* _Task goal_
In the material below, the required lines run from the one containing "Guideline: for every instance of the iron" through the one containing "Guideline: for every instance of the green". Copy those lines exactly, ends included, and nothing else.

* _Records for the task_
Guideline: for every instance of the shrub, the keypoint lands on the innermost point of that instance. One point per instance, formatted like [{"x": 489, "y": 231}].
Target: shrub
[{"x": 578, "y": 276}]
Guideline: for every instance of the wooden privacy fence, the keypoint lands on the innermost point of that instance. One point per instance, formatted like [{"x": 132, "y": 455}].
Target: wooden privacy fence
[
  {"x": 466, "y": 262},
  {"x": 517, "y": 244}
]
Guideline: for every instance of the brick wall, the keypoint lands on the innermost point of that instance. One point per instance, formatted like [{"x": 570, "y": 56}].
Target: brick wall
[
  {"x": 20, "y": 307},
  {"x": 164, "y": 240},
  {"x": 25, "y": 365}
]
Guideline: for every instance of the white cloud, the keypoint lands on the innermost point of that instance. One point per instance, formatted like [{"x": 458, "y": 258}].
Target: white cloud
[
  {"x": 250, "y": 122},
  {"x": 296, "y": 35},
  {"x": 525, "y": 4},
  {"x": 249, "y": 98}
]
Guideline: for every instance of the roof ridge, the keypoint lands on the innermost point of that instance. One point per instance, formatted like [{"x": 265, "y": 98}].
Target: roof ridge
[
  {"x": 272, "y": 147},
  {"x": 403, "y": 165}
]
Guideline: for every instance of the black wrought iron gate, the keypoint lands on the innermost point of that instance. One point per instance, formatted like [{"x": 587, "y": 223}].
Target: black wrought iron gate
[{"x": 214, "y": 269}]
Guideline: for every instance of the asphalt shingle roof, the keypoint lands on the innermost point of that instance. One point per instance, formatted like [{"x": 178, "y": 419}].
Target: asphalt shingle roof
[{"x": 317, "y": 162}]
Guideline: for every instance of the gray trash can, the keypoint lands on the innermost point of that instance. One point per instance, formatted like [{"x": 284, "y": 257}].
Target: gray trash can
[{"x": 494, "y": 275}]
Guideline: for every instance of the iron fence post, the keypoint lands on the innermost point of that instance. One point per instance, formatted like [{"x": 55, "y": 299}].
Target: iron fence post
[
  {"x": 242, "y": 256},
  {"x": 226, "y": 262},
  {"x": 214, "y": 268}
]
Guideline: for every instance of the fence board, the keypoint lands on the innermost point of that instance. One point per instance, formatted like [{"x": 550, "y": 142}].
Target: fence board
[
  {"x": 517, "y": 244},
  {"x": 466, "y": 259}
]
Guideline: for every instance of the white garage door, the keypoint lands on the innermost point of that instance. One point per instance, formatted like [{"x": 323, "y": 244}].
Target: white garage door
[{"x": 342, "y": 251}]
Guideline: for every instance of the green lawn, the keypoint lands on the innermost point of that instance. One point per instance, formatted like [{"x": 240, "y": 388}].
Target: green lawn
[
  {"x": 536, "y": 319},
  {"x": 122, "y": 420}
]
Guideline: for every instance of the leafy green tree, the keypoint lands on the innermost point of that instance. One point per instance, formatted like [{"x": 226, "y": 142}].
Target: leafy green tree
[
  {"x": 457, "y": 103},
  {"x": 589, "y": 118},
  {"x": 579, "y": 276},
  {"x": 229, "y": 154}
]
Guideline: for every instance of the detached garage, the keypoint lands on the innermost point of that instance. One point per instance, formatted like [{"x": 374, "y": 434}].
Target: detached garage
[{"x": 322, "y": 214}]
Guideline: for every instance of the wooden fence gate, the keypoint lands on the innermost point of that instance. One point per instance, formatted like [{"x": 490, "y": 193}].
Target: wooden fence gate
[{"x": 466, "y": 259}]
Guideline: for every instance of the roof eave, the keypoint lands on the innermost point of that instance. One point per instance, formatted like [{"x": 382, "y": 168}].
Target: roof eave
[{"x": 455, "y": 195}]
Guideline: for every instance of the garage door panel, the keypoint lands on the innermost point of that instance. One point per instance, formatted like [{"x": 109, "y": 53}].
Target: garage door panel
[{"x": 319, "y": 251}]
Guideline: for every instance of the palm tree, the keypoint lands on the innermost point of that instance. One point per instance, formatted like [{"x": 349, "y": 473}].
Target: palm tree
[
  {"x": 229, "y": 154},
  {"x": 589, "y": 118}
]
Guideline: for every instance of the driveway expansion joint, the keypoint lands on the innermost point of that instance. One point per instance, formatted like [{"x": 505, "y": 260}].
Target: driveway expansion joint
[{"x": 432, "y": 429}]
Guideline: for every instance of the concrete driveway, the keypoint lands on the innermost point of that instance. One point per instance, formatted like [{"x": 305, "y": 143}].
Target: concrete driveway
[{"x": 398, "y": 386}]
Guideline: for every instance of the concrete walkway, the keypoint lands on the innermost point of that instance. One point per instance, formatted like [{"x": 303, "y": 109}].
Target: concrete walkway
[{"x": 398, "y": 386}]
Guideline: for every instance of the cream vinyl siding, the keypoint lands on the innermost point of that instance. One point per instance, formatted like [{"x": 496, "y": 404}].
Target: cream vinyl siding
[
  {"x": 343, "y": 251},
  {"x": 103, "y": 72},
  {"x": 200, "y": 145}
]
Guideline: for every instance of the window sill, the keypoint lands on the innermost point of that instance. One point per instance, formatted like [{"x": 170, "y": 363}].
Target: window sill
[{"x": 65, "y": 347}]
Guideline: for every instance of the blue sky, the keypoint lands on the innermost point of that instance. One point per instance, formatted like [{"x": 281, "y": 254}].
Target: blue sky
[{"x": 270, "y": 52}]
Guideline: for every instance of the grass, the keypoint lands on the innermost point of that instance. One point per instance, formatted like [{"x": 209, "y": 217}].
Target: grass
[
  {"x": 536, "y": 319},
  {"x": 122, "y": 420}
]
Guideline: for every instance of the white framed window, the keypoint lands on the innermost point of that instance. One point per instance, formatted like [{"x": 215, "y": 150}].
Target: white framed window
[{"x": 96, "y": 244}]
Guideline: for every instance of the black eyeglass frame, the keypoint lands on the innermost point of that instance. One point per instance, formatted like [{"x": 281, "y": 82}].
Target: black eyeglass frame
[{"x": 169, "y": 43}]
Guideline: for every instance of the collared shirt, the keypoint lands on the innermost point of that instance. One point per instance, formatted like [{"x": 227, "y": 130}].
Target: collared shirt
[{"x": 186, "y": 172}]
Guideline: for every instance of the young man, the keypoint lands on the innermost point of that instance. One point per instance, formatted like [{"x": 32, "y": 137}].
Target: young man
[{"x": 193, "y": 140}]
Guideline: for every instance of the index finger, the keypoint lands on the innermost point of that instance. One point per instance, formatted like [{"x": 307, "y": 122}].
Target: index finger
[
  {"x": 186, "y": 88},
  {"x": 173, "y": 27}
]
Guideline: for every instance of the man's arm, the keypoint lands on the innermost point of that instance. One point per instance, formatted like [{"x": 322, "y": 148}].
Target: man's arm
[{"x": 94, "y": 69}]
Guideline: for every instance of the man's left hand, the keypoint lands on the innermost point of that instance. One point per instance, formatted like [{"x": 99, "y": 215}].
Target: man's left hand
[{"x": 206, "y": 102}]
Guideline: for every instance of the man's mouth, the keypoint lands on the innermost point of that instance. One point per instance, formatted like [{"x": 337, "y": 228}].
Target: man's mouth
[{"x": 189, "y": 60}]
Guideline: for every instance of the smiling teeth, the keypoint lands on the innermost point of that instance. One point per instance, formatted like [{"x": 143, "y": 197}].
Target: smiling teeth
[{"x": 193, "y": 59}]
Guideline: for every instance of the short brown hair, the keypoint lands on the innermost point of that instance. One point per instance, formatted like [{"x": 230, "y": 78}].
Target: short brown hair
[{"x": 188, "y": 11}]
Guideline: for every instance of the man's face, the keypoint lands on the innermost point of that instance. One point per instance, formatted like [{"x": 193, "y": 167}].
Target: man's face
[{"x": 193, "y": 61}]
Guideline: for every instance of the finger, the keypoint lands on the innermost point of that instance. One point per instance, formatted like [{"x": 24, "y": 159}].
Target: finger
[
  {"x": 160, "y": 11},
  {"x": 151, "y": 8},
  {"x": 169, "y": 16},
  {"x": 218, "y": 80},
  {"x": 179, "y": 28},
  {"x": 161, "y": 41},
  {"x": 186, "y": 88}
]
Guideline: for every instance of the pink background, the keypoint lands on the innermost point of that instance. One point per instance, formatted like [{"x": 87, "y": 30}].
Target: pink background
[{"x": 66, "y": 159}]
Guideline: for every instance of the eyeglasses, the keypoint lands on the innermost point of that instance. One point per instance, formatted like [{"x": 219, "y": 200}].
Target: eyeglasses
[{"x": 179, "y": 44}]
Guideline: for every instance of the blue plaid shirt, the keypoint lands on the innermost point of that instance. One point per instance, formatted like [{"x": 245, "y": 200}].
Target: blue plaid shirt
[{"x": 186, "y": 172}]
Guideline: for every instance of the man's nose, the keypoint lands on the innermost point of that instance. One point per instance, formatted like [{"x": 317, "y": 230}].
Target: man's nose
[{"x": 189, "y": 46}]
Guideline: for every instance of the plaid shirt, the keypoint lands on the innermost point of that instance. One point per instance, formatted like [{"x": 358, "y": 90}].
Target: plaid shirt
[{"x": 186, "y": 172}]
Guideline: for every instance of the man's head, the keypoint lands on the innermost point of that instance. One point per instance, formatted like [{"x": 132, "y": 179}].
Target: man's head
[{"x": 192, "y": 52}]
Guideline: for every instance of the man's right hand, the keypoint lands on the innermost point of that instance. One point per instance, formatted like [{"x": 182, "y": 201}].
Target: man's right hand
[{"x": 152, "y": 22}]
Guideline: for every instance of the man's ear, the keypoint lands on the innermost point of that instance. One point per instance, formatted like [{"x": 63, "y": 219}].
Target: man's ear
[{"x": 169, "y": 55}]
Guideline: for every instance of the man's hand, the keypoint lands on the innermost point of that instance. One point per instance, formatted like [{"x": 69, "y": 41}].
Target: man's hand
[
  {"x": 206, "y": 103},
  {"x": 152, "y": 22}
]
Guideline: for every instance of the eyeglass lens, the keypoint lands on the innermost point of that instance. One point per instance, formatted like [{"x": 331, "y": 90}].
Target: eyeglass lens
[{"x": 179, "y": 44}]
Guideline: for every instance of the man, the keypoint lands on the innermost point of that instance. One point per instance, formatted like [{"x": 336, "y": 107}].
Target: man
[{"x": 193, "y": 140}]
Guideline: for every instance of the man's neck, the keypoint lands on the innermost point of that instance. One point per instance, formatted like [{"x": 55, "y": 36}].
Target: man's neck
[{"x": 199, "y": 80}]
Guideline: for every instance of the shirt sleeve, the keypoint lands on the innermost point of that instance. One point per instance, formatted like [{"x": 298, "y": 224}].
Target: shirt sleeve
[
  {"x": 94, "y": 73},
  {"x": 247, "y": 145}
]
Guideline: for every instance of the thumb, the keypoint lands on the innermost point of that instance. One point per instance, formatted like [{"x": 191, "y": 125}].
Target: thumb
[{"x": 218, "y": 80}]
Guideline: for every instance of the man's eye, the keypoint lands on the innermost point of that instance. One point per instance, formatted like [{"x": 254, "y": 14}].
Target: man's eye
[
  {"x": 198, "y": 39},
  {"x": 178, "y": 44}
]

* _Written solution_
Guideline: for every instance of the iron fence post, the keypoint lands on the innermost point of that instance. One point per instance, formatted like [{"x": 55, "y": 299}].
Target: iron fence post
[
  {"x": 242, "y": 256},
  {"x": 226, "y": 262},
  {"x": 214, "y": 268}
]
Guideline: for every instance of the fence board, the keypoint lands on the innermost point of that instance. One point per instance, formatted like [{"x": 550, "y": 142}].
Target: fence board
[
  {"x": 517, "y": 244},
  {"x": 466, "y": 259}
]
Guideline: for every instance of the white garage door, the keypoint lands on the innermost point of that instance. One point per instance, formatted like [{"x": 323, "y": 244}].
Target: white garage door
[{"x": 342, "y": 251}]
Guideline: for every instance of the green lawn, the keypoint lands on the innermost point of that instance. One point per instance, formatted like [{"x": 240, "y": 388}].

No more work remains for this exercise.